**TASK PROMPT**
Transcribe all records exactly.

━━━━━ INFORMATION SUPPLIED ━━━━━

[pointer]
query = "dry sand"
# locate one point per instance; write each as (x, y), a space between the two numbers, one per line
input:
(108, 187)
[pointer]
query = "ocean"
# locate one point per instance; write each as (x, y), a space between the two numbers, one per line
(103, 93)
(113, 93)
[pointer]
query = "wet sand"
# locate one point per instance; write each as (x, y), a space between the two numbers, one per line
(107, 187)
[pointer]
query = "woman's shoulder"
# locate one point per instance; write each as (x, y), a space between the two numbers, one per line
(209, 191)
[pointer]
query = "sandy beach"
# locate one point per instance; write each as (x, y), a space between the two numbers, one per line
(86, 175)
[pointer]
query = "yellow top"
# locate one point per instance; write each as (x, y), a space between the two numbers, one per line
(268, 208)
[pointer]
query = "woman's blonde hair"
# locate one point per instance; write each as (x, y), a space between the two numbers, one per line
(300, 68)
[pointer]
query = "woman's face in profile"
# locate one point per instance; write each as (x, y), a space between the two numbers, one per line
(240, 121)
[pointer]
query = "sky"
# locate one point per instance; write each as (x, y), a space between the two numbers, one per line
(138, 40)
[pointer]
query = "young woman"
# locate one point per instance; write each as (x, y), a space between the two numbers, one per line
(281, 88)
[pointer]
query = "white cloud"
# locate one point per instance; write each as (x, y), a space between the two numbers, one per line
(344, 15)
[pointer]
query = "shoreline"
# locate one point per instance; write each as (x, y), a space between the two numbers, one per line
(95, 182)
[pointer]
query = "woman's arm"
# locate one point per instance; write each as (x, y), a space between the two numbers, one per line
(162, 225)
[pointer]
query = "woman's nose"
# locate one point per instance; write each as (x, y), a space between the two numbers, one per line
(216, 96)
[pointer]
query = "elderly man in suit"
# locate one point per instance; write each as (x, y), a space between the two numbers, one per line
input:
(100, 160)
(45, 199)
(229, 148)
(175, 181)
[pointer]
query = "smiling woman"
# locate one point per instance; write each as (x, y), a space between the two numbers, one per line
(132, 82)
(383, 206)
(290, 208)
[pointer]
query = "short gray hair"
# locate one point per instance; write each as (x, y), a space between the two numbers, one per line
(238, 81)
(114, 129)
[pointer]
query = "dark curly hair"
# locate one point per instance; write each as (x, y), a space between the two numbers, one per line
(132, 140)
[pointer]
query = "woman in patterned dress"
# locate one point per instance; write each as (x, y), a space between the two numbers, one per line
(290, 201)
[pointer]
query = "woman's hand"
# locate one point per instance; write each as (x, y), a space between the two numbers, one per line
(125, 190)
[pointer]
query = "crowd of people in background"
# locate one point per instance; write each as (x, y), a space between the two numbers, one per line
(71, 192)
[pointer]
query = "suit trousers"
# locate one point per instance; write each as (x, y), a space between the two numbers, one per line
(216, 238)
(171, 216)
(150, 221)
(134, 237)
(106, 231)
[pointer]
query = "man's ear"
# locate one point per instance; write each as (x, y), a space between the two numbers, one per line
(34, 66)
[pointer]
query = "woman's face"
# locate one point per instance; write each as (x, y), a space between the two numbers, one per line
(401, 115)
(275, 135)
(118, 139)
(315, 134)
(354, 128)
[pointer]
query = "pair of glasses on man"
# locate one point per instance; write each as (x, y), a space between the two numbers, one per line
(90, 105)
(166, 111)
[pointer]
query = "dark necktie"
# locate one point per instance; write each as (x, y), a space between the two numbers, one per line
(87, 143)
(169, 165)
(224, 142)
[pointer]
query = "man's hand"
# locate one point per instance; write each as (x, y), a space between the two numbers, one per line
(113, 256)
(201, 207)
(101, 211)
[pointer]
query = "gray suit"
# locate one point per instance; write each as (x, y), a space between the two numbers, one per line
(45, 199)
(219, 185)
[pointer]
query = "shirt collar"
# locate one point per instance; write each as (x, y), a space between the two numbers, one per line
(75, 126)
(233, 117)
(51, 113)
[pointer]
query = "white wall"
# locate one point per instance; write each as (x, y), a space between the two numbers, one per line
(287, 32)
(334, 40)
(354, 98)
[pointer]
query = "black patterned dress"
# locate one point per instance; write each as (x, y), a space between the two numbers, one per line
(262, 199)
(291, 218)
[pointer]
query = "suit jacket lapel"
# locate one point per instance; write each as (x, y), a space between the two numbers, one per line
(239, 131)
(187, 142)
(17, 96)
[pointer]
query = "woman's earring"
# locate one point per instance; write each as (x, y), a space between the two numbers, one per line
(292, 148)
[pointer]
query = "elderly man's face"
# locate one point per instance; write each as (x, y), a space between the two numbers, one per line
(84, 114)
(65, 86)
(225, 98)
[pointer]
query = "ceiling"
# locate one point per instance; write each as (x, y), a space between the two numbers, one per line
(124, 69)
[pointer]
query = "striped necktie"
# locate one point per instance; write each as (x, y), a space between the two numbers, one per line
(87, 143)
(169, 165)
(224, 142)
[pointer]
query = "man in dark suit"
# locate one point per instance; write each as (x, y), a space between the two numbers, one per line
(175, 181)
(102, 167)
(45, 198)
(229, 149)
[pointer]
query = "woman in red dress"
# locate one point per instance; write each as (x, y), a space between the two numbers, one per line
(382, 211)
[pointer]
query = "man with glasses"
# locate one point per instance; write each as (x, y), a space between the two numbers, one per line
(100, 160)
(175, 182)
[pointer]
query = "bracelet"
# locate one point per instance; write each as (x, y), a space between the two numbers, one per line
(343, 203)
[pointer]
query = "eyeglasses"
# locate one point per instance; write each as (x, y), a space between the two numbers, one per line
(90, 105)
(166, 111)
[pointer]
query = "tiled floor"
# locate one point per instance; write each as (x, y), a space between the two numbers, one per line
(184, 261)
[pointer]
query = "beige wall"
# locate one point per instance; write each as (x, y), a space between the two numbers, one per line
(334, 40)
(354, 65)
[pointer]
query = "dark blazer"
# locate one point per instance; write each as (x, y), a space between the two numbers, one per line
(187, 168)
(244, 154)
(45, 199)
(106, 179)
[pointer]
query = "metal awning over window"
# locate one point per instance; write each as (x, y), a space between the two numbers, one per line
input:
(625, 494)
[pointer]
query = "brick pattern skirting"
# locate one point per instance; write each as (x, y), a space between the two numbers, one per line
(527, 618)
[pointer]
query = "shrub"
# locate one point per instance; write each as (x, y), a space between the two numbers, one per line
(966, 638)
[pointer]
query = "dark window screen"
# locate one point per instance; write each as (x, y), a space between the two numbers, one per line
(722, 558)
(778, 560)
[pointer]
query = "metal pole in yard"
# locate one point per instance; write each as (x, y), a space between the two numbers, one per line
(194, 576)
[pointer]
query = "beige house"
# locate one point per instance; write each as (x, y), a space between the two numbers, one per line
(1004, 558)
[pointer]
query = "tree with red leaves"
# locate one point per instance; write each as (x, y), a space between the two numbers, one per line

━━━━━

**RESPONSE TO THIS EXERCISE**
[pointer]
query = "dry sand"
# locate one point per instance; write each as (x, y), a space between the two numbers, one per line
input:
(108, 187)
[pointer]
query = "ocean"
# locate one point per instance; write each as (x, y), a space between the two numbers, one per line
(103, 93)
(113, 93)
[pointer]
query = "wet sand"
# locate one point per instance; write each as (x, y), a space between the two numbers, one per line
(107, 187)
[pointer]
query = "woman's shoulder"
# locate one point per instance; write each as (x, y), a space between the two numbers, one per line
(209, 191)
[pointer]
query = "sandy beach"
# locate one point per instance; write each as (x, y), a space between the two numbers, one per line
(86, 175)
[pointer]
query = "yellow top"
# locate one point per instance; write each as (x, y), a space between the two numbers, one per line
(268, 208)
[pointer]
query = "woman's blonde hair"
# locate one point per instance; write each as (x, y), a space between the two numbers, one per line
(300, 68)
[pointer]
query = "woman's face in profile"
# locate one point per instance; write each as (x, y), a space between the two numbers, one per line
(240, 121)
[pointer]
query = "sky"
# locate one point per instance; write each as (x, y), a space between the two numbers, one per line
(138, 40)
[pointer]
query = "young woman"
# locate one point per instance; write each as (x, y), a space between the two numbers, one per line
(281, 88)
[pointer]
query = "white cloud"
# locate one point per instance; write each as (x, y), a space between the two numbers, one per line
(344, 15)
[pointer]
query = "shoreline"
# locate one point per instance; write each as (x, y), a space between the two numbers, one per line
(95, 182)
[pointer]
query = "woman's arm"
# locate one point per instance; write each as (x, y), a space between the two numbers, one per line
(162, 225)
[pointer]
query = "woman's nose"
# locate one point per instance; write each as (x, y), a space between the two numbers, one per line
(216, 96)
[pointer]
query = "elderly man in suit"
# locate one point per instance; write each as (x, y), a space between the two numbers, one per line
input:
(100, 160)
(45, 199)
(229, 148)
(175, 181)
[pointer]
query = "smiling woman"
# locate one point per instance; write each as (x, y), a space between the two numbers, one per line
(132, 82)
(383, 206)
(290, 208)
[pointer]
query = "short gray hair"
# locate one point per instance; write each as (x, y), a space between the two numbers, one per line
(238, 81)
(114, 129)
[pointer]
query = "dark curly hair"
# locate one point per instance; write each as (x, y), a space between the two numbers, one per line
(132, 140)
[pointer]
query = "woman in patterned dress"
# locate one point per instance; write each as (x, y), a space between the two numbers, one per line
(290, 201)
[pointer]
query = "woman's hand"
# locate one point per instance; write each as (x, y), a space between the two numbers, one per line
(125, 190)
[pointer]
query = "crowd of people in background"
# locate one point per instance; write each as (x, y), a space between the two numbers, one per line
(71, 192)
[pointer]
query = "suit trousers"
# locate one point per instance; write each as (x, y), a space between the two numbers, one per line
(216, 238)
(171, 216)
(150, 221)
(134, 237)
(106, 231)
[pointer]
query = "man's ear"
# locate one point per instance; write each as (x, y), a space between the two numbers, one per line
(34, 66)
[pointer]
query = "woman's face"
# locate one point per instance; write each as (x, y), a space between the two numbers, one per line
(401, 115)
(275, 135)
(118, 139)
(315, 134)
(354, 128)
[pointer]
query = "pair of glasses on man"
# locate one point per instance; write each as (x, y), a space between the two numbers, one per line
(90, 105)
(166, 111)
[pointer]
query = "dark necktie"
# locate one point per instance; write each as (x, y), a space between the two numbers, one per line
(87, 143)
(169, 165)
(224, 142)
[pointer]
query = "man's hand"
# locate one point per instance; write each as (x, y), a space between the two numbers, one per line
(113, 256)
(201, 207)
(101, 211)
[pointer]
query = "gray suit"
# locate one point per instance; write each as (x, y), a space between the two numbers, one per line
(45, 199)
(219, 185)
[pointer]
query = "shirt collar"
# locate one point per instance; write each as (x, y), a space between the two numbers, one per line
(75, 126)
(233, 117)
(51, 113)
[pointer]
query = "white wall"
# locate one point per instance; write each as (x, y), a space between the two numbers, one per line
(287, 32)
(334, 40)
(354, 98)
[pointer]
query = "black patterned dress"
# locate one point per instance; write each as (x, y), a space between the two numbers, one per line
(262, 199)
(291, 218)
[pointer]
query = "suit jacket lapel"
# locate one point per instance; write each as (x, y), a space between the two numbers, one per line
(239, 131)
(187, 142)
(17, 96)
[pointer]
query = "woman's earring"
# locate one point per instance; write each as (x, y), a space between the two numbers, one per line
(292, 148)
[pointer]
query = "elderly man's face"
# locate one point per instance; write each as (x, y), a space between the two numbers, one per line
(84, 114)
(65, 86)
(225, 98)
[pointer]
query = "ceiling"
# locate one point per instance; write each as (x, y), a space between the two numbers, one per line
(124, 69)
[pointer]
query = "striped necktie"
# locate one point per instance; write each as (x, y), a space between the two numbers, one per line
(87, 143)
(169, 165)
(224, 142)
[pointer]
query = "man in dark suit"
# locate one point per instance; write each as (x, y), a space between the two numbers, one per line
(175, 181)
(102, 167)
(45, 198)
(229, 149)
[pointer]
query = "woman in red dress"
# locate one point per instance; write each as (x, y), a space between the two numbers, one per line
(382, 211)
[pointer]
query = "man with glasses"
# locate one point per instance; write each as (x, y), a space between the two numbers, one per line
(100, 160)
(175, 182)
[pointer]
query = "bracelet"
# locate one point per instance; write each as (x, y), a space between the two numbers, one per line
(343, 203)
[pointer]
query = "eyeglasses"
# locate one point per instance; write each as (x, y), a space between the two numbers, one per line
(90, 105)
(166, 111)
[pointer]
query = "tiled floor"
# locate one point per instance; write each as (x, y), a space between the two numbers, one per line
(184, 261)
[pointer]
query = "beige wall"
# locate one point per instance; write each as (x, y), a space between the two numbers, one per line
(334, 40)
(354, 65)
[pointer]
query = "dark blazer"
# locate one point per instance; write each as (x, y), a space between the two numbers, one per line
(187, 168)
(244, 154)
(45, 199)
(106, 179)
[pointer]
query = "metal awning over window"
# locate one point per instance; write each as (x, y), a space between the two numbers, one per line
input:
(625, 494)
[pointer]
query = "brick pattern skirting"
# locate one point per instance; write each as (x, y), a space between the two numbers, one per line
(527, 618)
[pointer]
query = "shrub"
# locate one point per instance; write each as (x, y), a space between the two numbers, one per line
(966, 638)
[pointer]
query = "dark window screen"
# locate one point per instance; write each as (x, y), a space between the two numbers, one per line
(722, 558)
(778, 560)
[pointer]
query = "metal pole in yard"
# locate one point per instance; write each as (x, y), a space between the two numbers, one per line
(194, 576)
[pointer]
query = "beige house"
# locate one point per instance; write each as (x, y), a space between the two numbers, one per line
(1004, 558)
[pointer]
query = "tree with red leaves"
# locate one point per instance; write each as (x, y), a space between the two numbers, one per line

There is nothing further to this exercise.